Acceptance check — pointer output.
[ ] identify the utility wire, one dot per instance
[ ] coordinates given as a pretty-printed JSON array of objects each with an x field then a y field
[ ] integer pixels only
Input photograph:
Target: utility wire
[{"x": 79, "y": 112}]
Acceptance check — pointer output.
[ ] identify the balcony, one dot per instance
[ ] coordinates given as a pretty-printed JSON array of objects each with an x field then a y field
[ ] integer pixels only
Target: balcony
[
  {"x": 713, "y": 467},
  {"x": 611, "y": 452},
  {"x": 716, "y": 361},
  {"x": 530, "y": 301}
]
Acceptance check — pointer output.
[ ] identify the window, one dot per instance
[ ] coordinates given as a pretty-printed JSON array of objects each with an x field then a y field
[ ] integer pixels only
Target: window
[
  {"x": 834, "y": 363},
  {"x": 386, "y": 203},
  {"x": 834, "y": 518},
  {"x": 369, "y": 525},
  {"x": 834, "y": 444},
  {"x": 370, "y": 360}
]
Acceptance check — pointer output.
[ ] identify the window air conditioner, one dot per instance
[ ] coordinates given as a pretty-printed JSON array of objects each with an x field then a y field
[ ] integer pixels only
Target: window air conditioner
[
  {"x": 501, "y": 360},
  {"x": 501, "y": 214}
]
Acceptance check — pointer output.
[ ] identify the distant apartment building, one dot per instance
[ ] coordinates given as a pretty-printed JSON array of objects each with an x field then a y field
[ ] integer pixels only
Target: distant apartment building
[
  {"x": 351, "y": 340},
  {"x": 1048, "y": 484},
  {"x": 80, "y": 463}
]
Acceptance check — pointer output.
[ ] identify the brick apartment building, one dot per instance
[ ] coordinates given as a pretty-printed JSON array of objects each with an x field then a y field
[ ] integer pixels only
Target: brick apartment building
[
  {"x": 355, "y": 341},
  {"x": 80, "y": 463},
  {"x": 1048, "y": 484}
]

++++++++++++++++++++

== Exercise objective ==
All of the lines above need to be given again exactly.

== Solution for this problem ==
Acceptance check — pointer output.
[ ] identify the utility wire, one dot per instance
[ ] coordinates given as a pretty-printed JSON array of objects each with an x field then a y field
[ ] integer pixels only
Input photograph:
Target: utility wire
[{"x": 79, "y": 112}]
Acceptance check — pointer output.
[ ] identify the balcony, one dot per instance
[ ] coordinates given as a pretty-printed JSON array of objects each with an x field then a y field
[ ] integer pixels only
Target: balcony
[
  {"x": 713, "y": 467},
  {"x": 611, "y": 452},
  {"x": 716, "y": 361},
  {"x": 530, "y": 301}
]
Acceptance check — pointer output.
[ ] identify the window, one dot per instance
[ ] coordinates given as a pretty-printed JSON array of objects each with an x field then a y field
[ ] integer pixels only
Target: window
[
  {"x": 834, "y": 363},
  {"x": 386, "y": 203},
  {"x": 834, "y": 518},
  {"x": 369, "y": 525},
  {"x": 834, "y": 444},
  {"x": 370, "y": 360}
]
Acceptance check — pointer output.
[ ] identify the window air conditioner, one dot per instance
[ ] coordinates given as a pretty-printed JSON array of objects each with an x field then a y field
[ ] integer pixels only
Target: window air conditioner
[
  {"x": 501, "y": 360},
  {"x": 501, "y": 214}
]
Acceptance check — pointer output.
[ ] identify the distant apartment building, one dot per instance
[ ] coordinates given as a pretty-printed JSON array of objects each with an x field then a y field
[ ] integer pixels only
Target: distant apartment building
[
  {"x": 351, "y": 340},
  {"x": 1048, "y": 484},
  {"x": 80, "y": 463}
]
Acceptance check — pointer output.
[ ] identify the brick apartment building, one dot per instance
[ ] coordinates given as a pretty-printed JSON array of objects each with an x field then a y field
[ ] integer pixels only
Target: brick apartment building
[
  {"x": 355, "y": 341},
  {"x": 80, "y": 463},
  {"x": 1048, "y": 484}
]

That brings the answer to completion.